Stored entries
○ ○ ○ ○ ○ ○ ○
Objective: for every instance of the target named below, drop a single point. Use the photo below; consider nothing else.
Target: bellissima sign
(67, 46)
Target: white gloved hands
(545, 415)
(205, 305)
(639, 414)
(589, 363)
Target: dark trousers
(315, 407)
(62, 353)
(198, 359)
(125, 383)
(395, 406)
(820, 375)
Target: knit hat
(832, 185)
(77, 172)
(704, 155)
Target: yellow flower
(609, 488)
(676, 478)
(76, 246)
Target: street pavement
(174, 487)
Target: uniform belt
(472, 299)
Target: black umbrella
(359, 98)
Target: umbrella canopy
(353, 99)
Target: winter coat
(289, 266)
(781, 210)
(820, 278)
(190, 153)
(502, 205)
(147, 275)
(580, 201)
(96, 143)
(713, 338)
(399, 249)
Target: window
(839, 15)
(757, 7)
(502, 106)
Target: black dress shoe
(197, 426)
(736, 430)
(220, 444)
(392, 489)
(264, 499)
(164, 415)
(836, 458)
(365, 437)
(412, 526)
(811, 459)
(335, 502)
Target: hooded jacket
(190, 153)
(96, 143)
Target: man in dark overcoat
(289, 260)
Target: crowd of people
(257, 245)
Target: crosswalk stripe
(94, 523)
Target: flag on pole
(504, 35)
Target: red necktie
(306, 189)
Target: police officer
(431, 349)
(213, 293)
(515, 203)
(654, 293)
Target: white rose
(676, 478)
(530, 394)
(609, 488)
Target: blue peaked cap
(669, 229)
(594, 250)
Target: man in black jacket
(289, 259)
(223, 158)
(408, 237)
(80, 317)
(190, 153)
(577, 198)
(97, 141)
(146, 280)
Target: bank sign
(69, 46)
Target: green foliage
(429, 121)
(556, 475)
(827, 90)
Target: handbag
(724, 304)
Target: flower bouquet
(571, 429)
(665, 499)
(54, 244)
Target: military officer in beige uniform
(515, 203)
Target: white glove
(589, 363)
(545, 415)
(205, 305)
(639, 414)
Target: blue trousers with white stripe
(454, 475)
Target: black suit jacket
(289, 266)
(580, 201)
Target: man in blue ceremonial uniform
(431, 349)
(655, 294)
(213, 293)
○ ○ ○ ○ ○ ○ ○
Exercise aim → Line by line, the data should be returned exactly as written.

Task solution →
Objective: for every instance of the target named below, drop a single point. Use the photo below; consider nothing else.
Target: bellissima sign
(67, 46)
Target: white gloved hands
(545, 415)
(205, 305)
(639, 414)
(589, 363)
Target: dark trousers
(315, 407)
(62, 353)
(198, 359)
(125, 383)
(395, 406)
(820, 375)
Target: knit hat
(832, 185)
(77, 172)
(704, 155)
Target: yellow flower
(609, 488)
(676, 478)
(76, 246)
Target: street pavement
(174, 487)
Target: uniform belt
(472, 299)
Target: black umbrella
(359, 98)
Target: umbrella canopy
(353, 99)
Target: winter coat
(289, 266)
(781, 210)
(820, 278)
(190, 153)
(502, 205)
(147, 275)
(580, 201)
(96, 143)
(713, 338)
(399, 249)
Target: window
(839, 15)
(757, 7)
(502, 106)
Target: black dress shoe
(197, 426)
(736, 430)
(220, 444)
(392, 489)
(264, 499)
(164, 415)
(836, 458)
(365, 437)
(412, 526)
(811, 459)
(335, 502)
Target: hooded jacket
(190, 153)
(96, 143)
Target: man in dark overcoat
(289, 260)
Target: crowd of people
(257, 245)
Target: crosswalk stripe
(94, 523)
Target: flag on pole
(504, 35)
Target: red necktie
(306, 189)
Target: police officer
(431, 349)
(213, 293)
(515, 203)
(654, 293)
Target: white rose
(676, 478)
(530, 394)
(609, 488)
Target: blue peaked cap
(669, 229)
(594, 250)
Target: man in black jacket
(289, 259)
(223, 158)
(408, 237)
(80, 317)
(190, 153)
(577, 198)
(97, 141)
(146, 280)
Target: bank sign
(69, 46)
Target: green foliage
(429, 121)
(556, 475)
(827, 90)
Target: handbag
(724, 304)
Target: flower bouquet
(571, 429)
(665, 499)
(54, 244)
Target: military officer in beige uniform
(515, 203)
Target: white glove
(589, 363)
(545, 415)
(205, 305)
(639, 414)
Target: blue trousers with white stripe
(454, 475)
Target: black suit jacket
(289, 266)
(580, 201)
Target: man in blue ceremonial uniform
(431, 349)
(655, 294)
(213, 293)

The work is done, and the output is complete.